(Work item): From the line that contains "Question. For every instance of the white multi-story" to the end of the entries, write out every line exactly, including both ends, and nothing more.

(Natural-language object grounding data):
↓↓↓
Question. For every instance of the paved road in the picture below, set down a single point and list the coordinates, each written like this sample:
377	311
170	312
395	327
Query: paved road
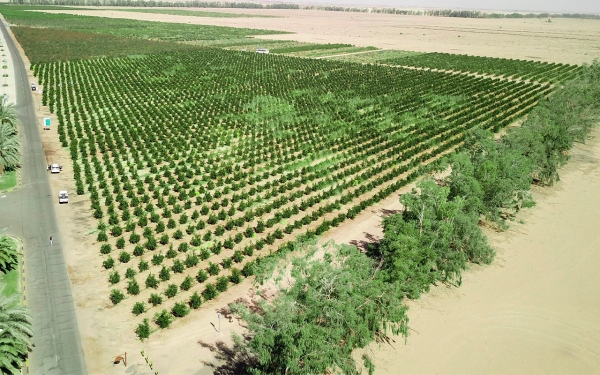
29	214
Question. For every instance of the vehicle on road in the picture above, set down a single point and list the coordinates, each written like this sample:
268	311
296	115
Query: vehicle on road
55	168
63	196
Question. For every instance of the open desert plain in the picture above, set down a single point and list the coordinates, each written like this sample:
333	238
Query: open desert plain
198	160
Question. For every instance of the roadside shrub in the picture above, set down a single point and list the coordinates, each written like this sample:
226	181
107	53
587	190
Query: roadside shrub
180	310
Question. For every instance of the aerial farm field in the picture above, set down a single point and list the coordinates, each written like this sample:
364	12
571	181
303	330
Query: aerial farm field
192	164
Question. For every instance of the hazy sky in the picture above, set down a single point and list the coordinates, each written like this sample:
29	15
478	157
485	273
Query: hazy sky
560	6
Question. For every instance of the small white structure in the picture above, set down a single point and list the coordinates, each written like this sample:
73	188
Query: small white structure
63	196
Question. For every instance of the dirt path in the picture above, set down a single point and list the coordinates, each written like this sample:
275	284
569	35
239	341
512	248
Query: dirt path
535	310
572	41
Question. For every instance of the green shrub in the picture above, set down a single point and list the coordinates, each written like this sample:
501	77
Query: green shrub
171	291
114	277
143	266
201	276
178	266
180	310
116	296
186	284
133	288
155	299
210	292
151	281
222	283
143	330
163	319
213	268
236	276
195	301
164	274
130	273
124	257
105	248
138	308
108	263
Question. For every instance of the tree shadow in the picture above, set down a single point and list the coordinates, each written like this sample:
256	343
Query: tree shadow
236	361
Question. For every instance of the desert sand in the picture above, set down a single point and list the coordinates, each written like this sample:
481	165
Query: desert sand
534	310
569	41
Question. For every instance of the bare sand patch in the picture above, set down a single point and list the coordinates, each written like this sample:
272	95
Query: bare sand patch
572	41
533	310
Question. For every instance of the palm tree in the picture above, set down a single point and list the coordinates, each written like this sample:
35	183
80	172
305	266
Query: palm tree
8	114
15	333
10	145
8	254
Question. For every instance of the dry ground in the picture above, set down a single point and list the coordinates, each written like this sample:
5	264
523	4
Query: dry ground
570	41
534	310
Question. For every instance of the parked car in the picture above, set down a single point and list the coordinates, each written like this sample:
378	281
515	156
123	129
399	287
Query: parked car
63	196
55	168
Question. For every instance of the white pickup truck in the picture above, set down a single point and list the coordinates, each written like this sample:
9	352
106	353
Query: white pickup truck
63	196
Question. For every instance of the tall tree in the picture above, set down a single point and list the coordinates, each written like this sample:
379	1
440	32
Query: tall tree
8	115
332	306
431	240
8	254
15	334
10	154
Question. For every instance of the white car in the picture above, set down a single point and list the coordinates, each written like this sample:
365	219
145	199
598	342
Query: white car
55	168
63	196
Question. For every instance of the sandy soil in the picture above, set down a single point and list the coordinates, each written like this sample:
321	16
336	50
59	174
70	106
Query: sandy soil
506	317
534	310
570	41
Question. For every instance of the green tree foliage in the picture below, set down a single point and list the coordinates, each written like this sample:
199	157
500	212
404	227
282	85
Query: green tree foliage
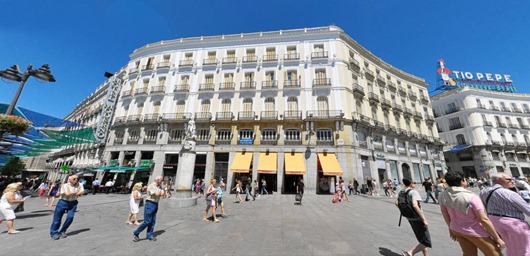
13	167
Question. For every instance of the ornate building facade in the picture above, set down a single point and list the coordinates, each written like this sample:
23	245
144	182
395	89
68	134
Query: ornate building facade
275	106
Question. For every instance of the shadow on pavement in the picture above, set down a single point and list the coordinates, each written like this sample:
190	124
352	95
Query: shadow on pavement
25	216
75	232
387	252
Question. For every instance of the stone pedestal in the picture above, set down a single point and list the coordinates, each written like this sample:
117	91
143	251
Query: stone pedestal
183	196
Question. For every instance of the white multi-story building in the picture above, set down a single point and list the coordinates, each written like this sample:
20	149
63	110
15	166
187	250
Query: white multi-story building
278	106
485	131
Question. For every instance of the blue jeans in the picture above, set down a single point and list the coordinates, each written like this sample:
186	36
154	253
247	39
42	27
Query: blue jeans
150	210
63	207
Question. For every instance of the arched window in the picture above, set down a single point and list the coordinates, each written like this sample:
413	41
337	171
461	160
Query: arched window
205	106
460	139
322	104
180	106
225	105
247	104
269	104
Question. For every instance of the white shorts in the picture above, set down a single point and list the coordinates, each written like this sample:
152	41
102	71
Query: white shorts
9	214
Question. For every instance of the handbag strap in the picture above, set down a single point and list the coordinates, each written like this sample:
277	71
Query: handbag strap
488	198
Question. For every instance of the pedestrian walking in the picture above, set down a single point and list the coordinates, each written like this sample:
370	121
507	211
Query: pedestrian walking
300	189
220	192
43	188
238	190
427	184
108	186
211	200
154	193
10	200
507	210
95	186
52	193
419	223
67	203
466	218
264	187
134	204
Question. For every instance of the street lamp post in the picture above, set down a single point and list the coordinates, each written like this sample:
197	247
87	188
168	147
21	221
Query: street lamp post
13	74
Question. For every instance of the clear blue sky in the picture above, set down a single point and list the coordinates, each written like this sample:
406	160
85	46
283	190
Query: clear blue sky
82	39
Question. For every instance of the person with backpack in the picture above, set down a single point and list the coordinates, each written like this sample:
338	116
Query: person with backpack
466	218
408	203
↑↑↑
(Result):
Question. For every instance of the white multi-story building in the picture above, set down a single point and list the coordinates, each written like this sample:
20	149
63	110
15	166
187	250
Query: white multi-story building
278	106
485	131
Question. For every instance of the blue jeans in the picture above, set down a single point and list the coordinates, each written like this sample:
186	36
154	253
247	39
42	27
Query: blue jeans
150	210
63	207
Question. For every instance of the arched window in the picture above, set down a single point and list the coordinates, each written like this sample:
413	41
337	171
461	160
Query: arched window
205	106
460	139
322	104
180	106
225	105
247	104
269	104
Question. For every instance of the white shorts in the picture above, set down a single point and list the coordinates, each written like this sample:
152	41
102	71
Query: white shorts
9	214
Question. For every instance of the handbag strap in the picture above, set down a single point and list the coordinates, each written like this sample:
277	71
Query: handbag strap
488	198
Question. For every instance of the pedestrian walking in the picture above, set down a single point and list the coordinates, each written like this sample:
370	121
507	211
Query: pedestrian walking
300	189
220	192
43	188
238	190
427	184
108	186
211	200
154	193
10	200
507	210
95	186
52	193
419	223
67	203
466	218
264	187
134	204
Question. For every instance of the street lamp post in the picture above, set down a single point and list the coordinates, each written like this sample:
197	247
87	188
168	147
21	221
Query: street lamp post
13	74
Question. For every instance of the clear blue sky in the picture above, set down a single point and list the coordinates, each written like this sample:
406	160
85	46
283	190
Query: clear blue sky
82	39
Question. For every instance of the person with backpack in the picture above, set down a single point and list the coordinates, each written like this sample:
338	116
Query: person with backpack
466	218
408	203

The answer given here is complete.